>> BEGIN Source extract
This fixes a regression introduced by a very old commit 280ac1fd1dc35 (was llvm-svn 361950).
Commit 280ac1fd1dc35 redesigned the logic in the LSUnit with the goal of speeding up isReady() queries, and stabilising the LSUnit API (while also making the load store unit more customisable).
The concept of MemoryGroup (effectively an alias set) was added by that commit to better describe dependencies between memory operations. However, that concept was not just used to describe simple alias dependencies, but it was also used for describing memory "order" dependencies (enforced by the memory consistency model).
Instructions of a same memory group were considered "equivalent" as in: independent operations that can potentially execute in parallel.
The problem was that the cost of a dependency (in terms of number of cycles) is different if the instruction is in a "order" dependency, and simply has to wait for the predecessor to be "issued" on a pipeline (rather than being fully executed). For simple "order" dependencies, this was effectively introducing an artificial delay on the "issue" of independent loads and stores.
This patch fixes the issue and adds a new test named 'independent-load-stores.s' to a bunch of x86 targets. That test contains the reproducible posted by Fabian Ritter on PR45793.
I had to rerun the update-mca-tests script on several files. To avoid expected regressions on some Exynos tests, I have added a -noalias=false flag (to match the old strict behavior on latencies).
>> END Source extract
_Problem to solve:_ Extend the commit message about the LSUnit memory dependency fix, picking up right after its final sentence. The entries that follow are separate material, unrelated to the commit message.
>> BEGIN Data records
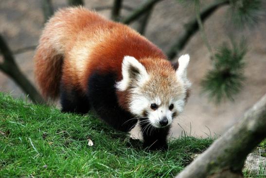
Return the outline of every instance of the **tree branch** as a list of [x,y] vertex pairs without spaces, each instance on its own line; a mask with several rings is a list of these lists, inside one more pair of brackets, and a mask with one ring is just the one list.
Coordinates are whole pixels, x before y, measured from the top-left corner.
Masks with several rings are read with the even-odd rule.
[[147,27],[147,24],[148,24],[153,9],[153,6],[145,12],[145,14],[142,15],[142,17],[140,19],[138,31],[142,35],[144,35],[145,33],[146,27]]
[[[96,11],[102,11],[103,10],[110,9],[112,9],[112,8],[113,8],[112,6],[106,5],[106,6],[96,6],[95,7],[92,7],[92,9],[94,9]],[[122,8],[124,9],[124,10],[128,11],[131,11],[133,10],[133,8],[132,8],[131,7],[130,7],[129,6],[127,6],[125,5],[124,5],[122,7]]]
[[[224,0],[215,2],[204,9],[200,13],[200,19],[202,22],[208,19],[218,8],[224,5],[229,4],[229,0]],[[198,30],[199,26],[196,19],[191,20],[185,25],[185,32],[179,36],[169,50],[166,52],[166,55],[171,60],[173,59],[185,47],[190,38]]]
[[266,94],[176,178],[242,178],[245,160],[266,137]]
[[150,9],[154,4],[161,0],[148,0],[142,4],[137,9],[135,10],[128,16],[121,20],[121,22],[128,24],[134,20],[138,19],[140,16],[146,12],[148,9]]
[[44,20],[47,21],[53,15],[53,7],[51,0],[42,0],[42,10],[44,16]]
[[4,61],[0,64],[0,70],[12,79],[35,103],[44,103],[42,97],[18,67],[12,53],[4,39],[0,35],[0,51]]
[[123,0],[114,0],[113,8],[112,8],[111,18],[115,21],[118,21],[120,15],[120,10],[122,5]]
[[35,50],[36,47],[37,45],[26,46],[21,48],[18,48],[16,50],[14,50],[13,53],[14,55],[23,53],[29,51]]

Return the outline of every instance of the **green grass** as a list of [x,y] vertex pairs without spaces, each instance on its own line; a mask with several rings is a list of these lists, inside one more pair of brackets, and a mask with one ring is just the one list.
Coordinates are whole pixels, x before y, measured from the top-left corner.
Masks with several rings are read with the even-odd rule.
[[92,114],[61,113],[0,93],[0,178],[173,177],[212,141],[182,137],[168,151],[145,151]]

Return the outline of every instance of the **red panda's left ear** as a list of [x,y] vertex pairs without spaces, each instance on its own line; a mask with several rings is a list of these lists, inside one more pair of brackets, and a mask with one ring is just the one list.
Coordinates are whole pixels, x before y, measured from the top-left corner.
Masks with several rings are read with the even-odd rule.
[[176,72],[177,78],[182,80],[188,88],[191,85],[191,82],[187,78],[187,68],[189,60],[190,57],[188,54],[180,56],[178,59],[178,65]]
[[123,79],[116,83],[116,88],[124,91],[132,83],[135,86],[141,85],[148,79],[148,75],[144,66],[134,57],[126,56],[122,63]]

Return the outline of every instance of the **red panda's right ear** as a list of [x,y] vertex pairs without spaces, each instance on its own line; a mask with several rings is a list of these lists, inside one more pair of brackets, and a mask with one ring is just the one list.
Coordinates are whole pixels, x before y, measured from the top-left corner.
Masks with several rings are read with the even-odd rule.
[[122,63],[123,79],[116,83],[116,88],[124,91],[130,86],[132,81],[135,86],[141,85],[148,79],[148,75],[144,66],[134,57],[126,56]]

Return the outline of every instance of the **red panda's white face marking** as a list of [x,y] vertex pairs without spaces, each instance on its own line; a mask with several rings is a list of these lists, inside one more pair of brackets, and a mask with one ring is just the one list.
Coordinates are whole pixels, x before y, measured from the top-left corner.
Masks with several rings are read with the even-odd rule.
[[177,71],[166,60],[143,60],[148,61],[149,65],[144,67],[141,60],[124,57],[123,79],[116,87],[122,91],[129,90],[128,108],[132,114],[147,118],[155,127],[169,125],[184,109],[186,93],[191,85],[186,77],[189,56],[179,59]]

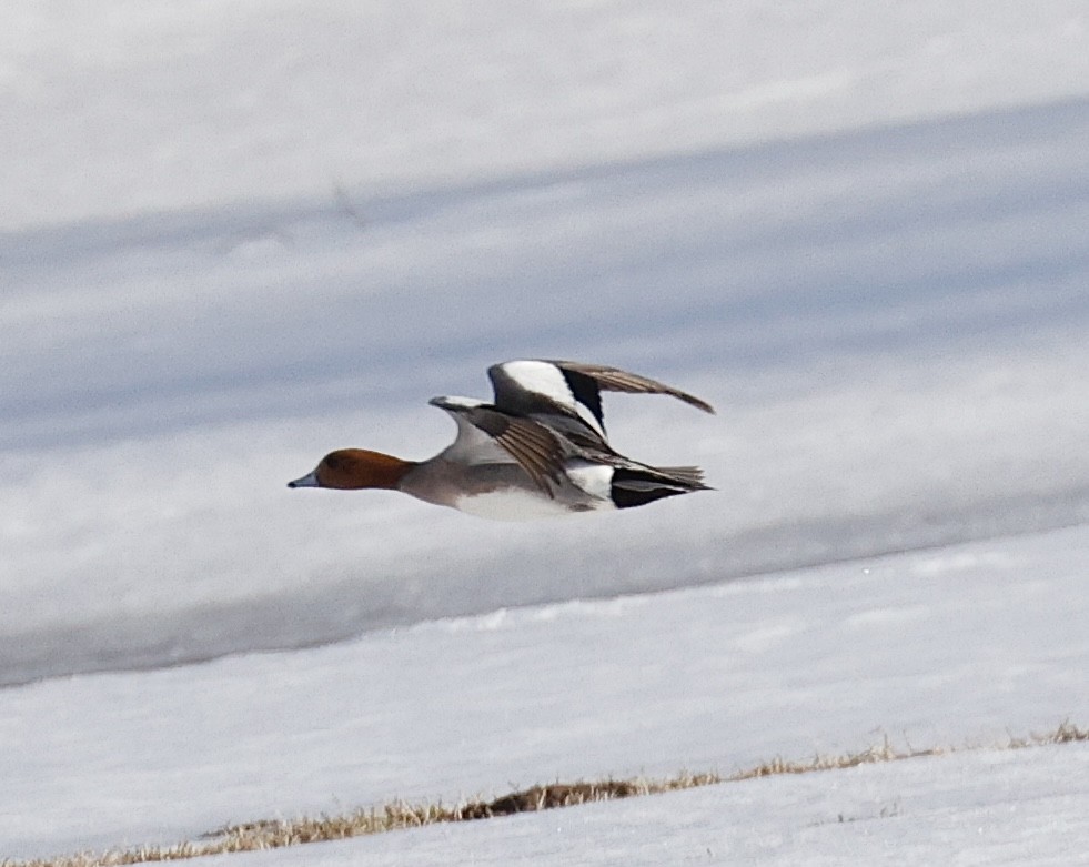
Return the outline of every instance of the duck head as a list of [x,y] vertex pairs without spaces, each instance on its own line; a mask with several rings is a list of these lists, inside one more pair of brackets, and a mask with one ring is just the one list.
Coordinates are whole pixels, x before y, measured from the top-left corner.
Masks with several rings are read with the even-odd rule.
[[288,487],[333,487],[341,491],[357,491],[365,487],[395,490],[401,477],[412,466],[409,461],[382,452],[340,448],[325,455],[312,473],[289,482]]

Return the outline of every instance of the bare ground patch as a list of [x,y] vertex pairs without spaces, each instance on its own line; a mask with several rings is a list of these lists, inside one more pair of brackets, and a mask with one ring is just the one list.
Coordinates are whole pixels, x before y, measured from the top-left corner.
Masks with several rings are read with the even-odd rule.
[[301,817],[296,819],[259,819],[240,825],[229,825],[211,831],[200,840],[174,846],[147,846],[134,849],[115,849],[101,854],[82,853],[58,858],[0,861],[0,867],[120,867],[121,865],[150,864],[198,858],[204,855],[222,855],[235,851],[272,849],[298,846],[305,843],[342,840],[390,830],[416,828],[424,825],[454,821],[474,821],[516,813],[534,813],[543,809],[572,807],[603,800],[615,800],[642,795],[696,788],[722,783],[737,783],[779,774],[809,774],[909,758],[941,756],[977,749],[1025,749],[1029,747],[1069,744],[1089,740],[1089,728],[1078,728],[1062,723],[1047,734],[1010,737],[1007,742],[989,746],[915,747],[897,748],[886,737],[880,745],[859,753],[817,755],[808,759],[787,760],[774,758],[733,774],[680,773],[666,779],[605,779],[597,782],[551,783],[512,792],[491,800],[468,800],[455,806],[437,804],[410,804],[391,802],[380,807],[361,808],[337,816]]

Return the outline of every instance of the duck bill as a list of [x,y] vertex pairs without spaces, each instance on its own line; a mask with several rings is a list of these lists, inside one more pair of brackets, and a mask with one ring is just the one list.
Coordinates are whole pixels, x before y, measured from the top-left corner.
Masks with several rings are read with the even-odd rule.
[[289,482],[288,487],[320,487],[317,484],[317,471],[306,473],[302,478],[296,478],[294,482]]

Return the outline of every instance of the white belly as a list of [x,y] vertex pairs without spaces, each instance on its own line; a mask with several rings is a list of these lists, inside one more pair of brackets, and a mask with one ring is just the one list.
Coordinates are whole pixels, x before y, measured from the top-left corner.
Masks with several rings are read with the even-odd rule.
[[454,508],[477,517],[493,521],[533,521],[541,517],[577,515],[579,512],[601,508],[606,504],[587,503],[572,508],[561,500],[552,500],[531,491],[510,488],[487,494],[458,497]]

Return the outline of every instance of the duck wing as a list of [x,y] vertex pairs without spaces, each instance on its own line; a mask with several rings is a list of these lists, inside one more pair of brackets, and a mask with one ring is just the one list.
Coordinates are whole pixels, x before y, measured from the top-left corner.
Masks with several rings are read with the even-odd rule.
[[704,412],[715,412],[706,401],[672,385],[603,364],[507,361],[488,367],[487,376],[495,391],[496,407],[540,417],[542,423],[579,443],[587,435],[588,442],[606,442],[602,391],[667,394]]
[[457,422],[457,438],[444,452],[447,457],[468,464],[495,463],[502,450],[543,493],[555,496],[553,486],[562,482],[571,450],[548,427],[465,397],[432,397],[428,403]]

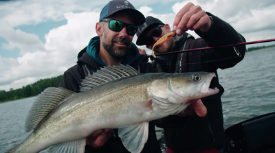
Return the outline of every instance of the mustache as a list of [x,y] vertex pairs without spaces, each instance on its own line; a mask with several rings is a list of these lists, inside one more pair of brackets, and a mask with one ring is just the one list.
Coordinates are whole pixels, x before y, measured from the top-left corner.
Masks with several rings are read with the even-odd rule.
[[129,39],[128,37],[125,37],[125,38],[121,38],[121,37],[118,37],[118,38],[115,38],[113,39],[113,42],[120,42],[124,44],[129,44],[130,43],[130,40]]

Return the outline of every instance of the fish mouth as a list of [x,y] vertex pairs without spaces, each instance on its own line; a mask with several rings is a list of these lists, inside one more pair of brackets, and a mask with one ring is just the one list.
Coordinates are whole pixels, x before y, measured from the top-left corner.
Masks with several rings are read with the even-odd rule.
[[210,89],[209,86],[210,86],[212,79],[216,77],[216,74],[214,73],[210,73],[208,76],[206,81],[202,84],[200,92],[205,95],[205,96],[214,95],[218,93],[219,90],[217,87],[214,89]]

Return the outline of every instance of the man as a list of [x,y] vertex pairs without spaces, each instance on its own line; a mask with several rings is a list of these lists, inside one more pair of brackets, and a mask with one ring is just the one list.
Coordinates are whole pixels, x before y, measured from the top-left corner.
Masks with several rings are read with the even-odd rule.
[[[96,23],[98,36],[78,55],[77,64],[64,73],[60,86],[79,92],[82,80],[104,66],[129,64],[138,69],[143,59],[132,43],[138,25],[145,21],[144,15],[127,1],[111,1],[102,10]],[[94,132],[86,139],[85,152],[129,152],[114,129]],[[142,152],[161,152],[153,122],[150,123],[147,143]]]
[[[173,29],[177,36],[154,49],[158,55],[153,59],[156,72],[208,71],[216,73],[217,76],[217,69],[234,67],[244,57],[245,46],[161,55],[166,52],[231,45],[245,40],[228,23],[192,3],[186,4],[177,14]],[[195,39],[185,32],[188,30],[195,30],[201,38]],[[145,23],[139,27],[136,44],[145,45],[152,49],[154,43],[170,32],[168,24],[148,16]],[[201,99],[207,108],[204,117],[199,117],[197,113],[194,115],[192,108],[188,108],[177,115],[156,121],[157,126],[164,128],[167,153],[222,152],[225,134],[221,96],[224,90],[219,83],[218,77],[212,80],[210,88],[214,87],[219,89],[218,94]]]

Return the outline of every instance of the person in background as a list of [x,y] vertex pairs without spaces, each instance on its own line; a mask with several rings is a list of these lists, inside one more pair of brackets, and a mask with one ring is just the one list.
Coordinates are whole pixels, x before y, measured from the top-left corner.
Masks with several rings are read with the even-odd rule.
[[[138,69],[144,56],[132,43],[138,25],[144,16],[127,1],[111,1],[102,10],[96,23],[97,36],[78,55],[77,64],[67,70],[60,86],[79,92],[82,80],[104,66],[129,64]],[[129,152],[118,135],[117,129],[95,131],[86,139],[85,152]],[[154,122],[149,126],[147,143],[142,152],[161,152]]]
[[[201,37],[195,39],[186,31],[190,30]],[[217,47],[245,41],[230,24],[199,5],[187,3],[176,14],[173,30],[176,35],[155,47],[157,58],[153,60],[154,72],[185,73],[214,72],[210,88],[217,87],[217,95],[202,98],[207,115],[200,117],[192,107],[175,115],[156,121],[164,128],[166,153],[223,152],[225,132],[221,97],[224,92],[219,84],[217,69],[232,67],[244,58],[245,47],[228,47],[197,51],[162,55],[163,53],[205,47]],[[171,28],[158,19],[148,16],[139,26],[136,44],[152,49],[154,43]],[[144,51],[140,49],[140,52]],[[237,79],[237,78],[236,78]]]

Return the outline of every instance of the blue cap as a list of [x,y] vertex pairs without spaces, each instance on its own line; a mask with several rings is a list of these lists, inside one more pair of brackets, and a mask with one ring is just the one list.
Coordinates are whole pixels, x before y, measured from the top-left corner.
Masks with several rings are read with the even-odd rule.
[[135,25],[142,25],[145,22],[145,17],[140,11],[135,10],[135,7],[130,2],[124,0],[113,0],[109,1],[101,10],[99,21],[101,22],[103,18],[118,12],[124,12],[131,14],[135,19]]

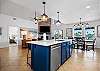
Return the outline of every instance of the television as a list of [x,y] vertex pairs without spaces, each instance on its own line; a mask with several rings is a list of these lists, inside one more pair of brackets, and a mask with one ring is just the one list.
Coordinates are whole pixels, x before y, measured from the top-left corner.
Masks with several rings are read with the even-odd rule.
[[40,33],[50,33],[50,26],[40,26]]

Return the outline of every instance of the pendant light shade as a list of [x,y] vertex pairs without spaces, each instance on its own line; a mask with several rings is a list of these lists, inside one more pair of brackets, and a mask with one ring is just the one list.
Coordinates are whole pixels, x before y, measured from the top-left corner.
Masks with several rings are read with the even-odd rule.
[[44,5],[44,13],[41,15],[41,20],[42,21],[47,21],[48,20],[48,16],[45,14],[45,4],[46,2],[42,2],[42,4]]
[[60,26],[60,25],[61,25],[61,22],[60,22],[60,20],[59,20],[59,12],[57,12],[57,14],[58,14],[58,20],[57,20],[57,22],[56,22],[56,25],[57,25],[57,26]]
[[38,23],[38,18],[36,17],[36,11],[35,11],[34,22],[35,22],[35,24],[37,24],[37,23]]

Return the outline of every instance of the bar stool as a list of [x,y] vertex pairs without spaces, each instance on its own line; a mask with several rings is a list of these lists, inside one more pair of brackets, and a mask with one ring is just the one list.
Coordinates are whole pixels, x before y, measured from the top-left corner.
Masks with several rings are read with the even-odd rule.
[[27,44],[27,47],[28,47],[28,51],[27,51],[27,64],[32,68],[31,66],[31,62],[29,62],[29,60],[31,60],[31,44]]
[[96,39],[94,39],[93,41],[86,41],[86,50],[89,51],[89,46],[90,46],[90,47],[92,47],[91,49],[94,51],[95,40]]

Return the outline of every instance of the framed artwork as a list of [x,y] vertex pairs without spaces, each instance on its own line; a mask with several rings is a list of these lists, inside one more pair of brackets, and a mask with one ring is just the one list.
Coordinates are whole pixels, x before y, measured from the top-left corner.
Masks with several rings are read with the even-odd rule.
[[2,35],[2,28],[0,27],[0,35]]
[[97,37],[100,37],[100,25],[97,26]]

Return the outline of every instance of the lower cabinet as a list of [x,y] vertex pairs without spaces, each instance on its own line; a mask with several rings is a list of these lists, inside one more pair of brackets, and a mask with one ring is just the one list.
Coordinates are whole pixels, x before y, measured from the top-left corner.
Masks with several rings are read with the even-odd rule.
[[61,65],[61,45],[32,45],[32,68],[34,71],[56,71]]
[[31,44],[31,65],[33,71],[57,71],[71,56],[70,43],[52,46]]

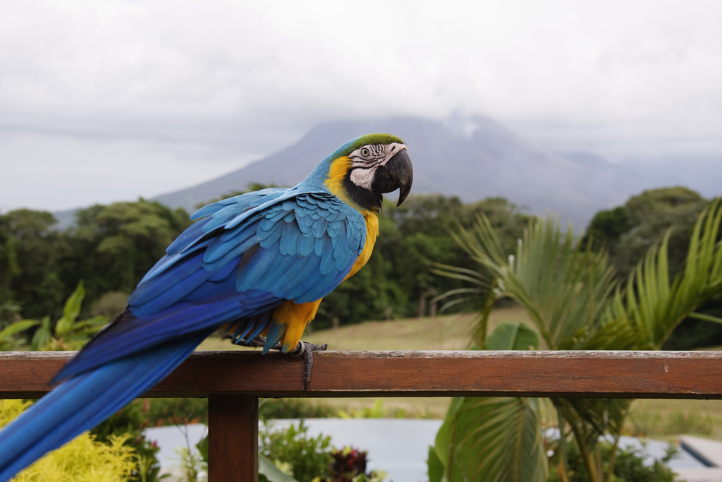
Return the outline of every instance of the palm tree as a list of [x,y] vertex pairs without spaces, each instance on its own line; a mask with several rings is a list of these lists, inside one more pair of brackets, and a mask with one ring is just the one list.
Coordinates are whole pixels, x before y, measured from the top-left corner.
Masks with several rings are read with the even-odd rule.
[[[490,223],[480,217],[471,229],[455,235],[475,269],[439,265],[437,271],[469,283],[468,288],[445,294],[456,296],[452,303],[473,298],[480,304],[474,340],[480,347],[493,348],[486,337],[493,301],[510,298],[526,311],[547,349],[658,350],[686,317],[722,322],[695,313],[722,291],[721,223],[722,199],[716,199],[697,220],[680,272],[674,277],[669,272],[668,233],[622,283],[608,257],[583,245],[571,227],[562,233],[553,220],[532,221],[516,254],[509,256]],[[482,473],[487,481],[546,480],[548,472],[533,466],[546,463],[538,456],[537,438],[530,435],[542,431],[539,417],[530,416],[536,403],[469,400],[456,400],[449,410],[437,440],[438,453],[430,456],[443,466],[430,468],[432,481],[467,480],[468,474]],[[579,448],[590,479],[611,480],[616,450],[603,463],[599,438],[611,435],[616,448],[632,401],[551,400],[560,428],[556,470],[561,480],[567,478],[565,447],[570,439]],[[466,439],[453,436],[458,434]],[[526,442],[523,450],[509,449],[518,449],[522,441]],[[517,470],[520,465],[526,467],[523,476]],[[435,478],[432,471],[441,476]]]

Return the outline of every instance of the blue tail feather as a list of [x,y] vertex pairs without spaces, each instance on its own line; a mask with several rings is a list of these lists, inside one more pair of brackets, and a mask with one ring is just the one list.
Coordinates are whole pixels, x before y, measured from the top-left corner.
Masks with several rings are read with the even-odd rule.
>> END Data records
_Result below:_
Some tests for processor Barcelona are fixed by this change and they now show better results.
In a few tests we were incorrectly counting the time spent by instructions in a scheduler queue (this was also caused by the issue on the delayed start of execution for loads and stores).
In one case in particular we now correctly see a store executed out of order. That test was affected by the same underlying issue reported as PR45793.
Another test related to store barriers has improved as a result of this change. Instuction int3 is treated by llvm-mca as a full memory barrier (since it mayload/maystore and has unmodelled side effects). So, memory instructions coming after it had to wait until int3 was effectively executed. This was not happening before. This is issue now as a consequence of the rewrite from this patch.
Let me know if OK to commit.